MATERIAL FOR THIS TASK:
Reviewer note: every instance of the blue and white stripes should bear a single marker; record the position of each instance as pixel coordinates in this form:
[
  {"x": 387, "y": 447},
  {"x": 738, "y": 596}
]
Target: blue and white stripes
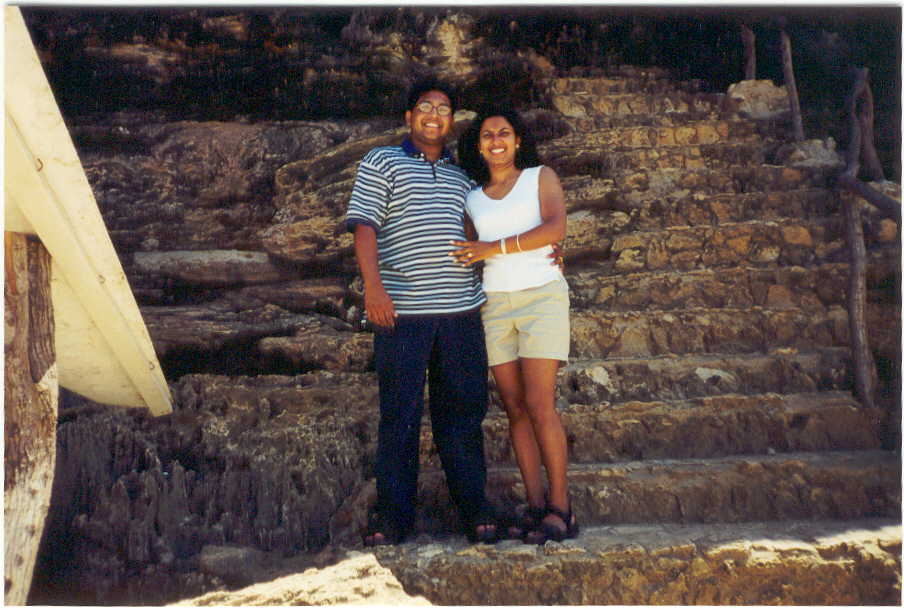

EXERCISE DESCRIPTION: Write out every line of the entries above exactly, omitting the picture.

RESPONSE TO THIS TASK:
Reviewer note: every instance of the blue and white stripes should bear a single marker; record the position of each instance as pixel coordinates in this form:
[
  {"x": 387, "y": 447},
  {"x": 738, "y": 596}
]
Target: blue and white stripes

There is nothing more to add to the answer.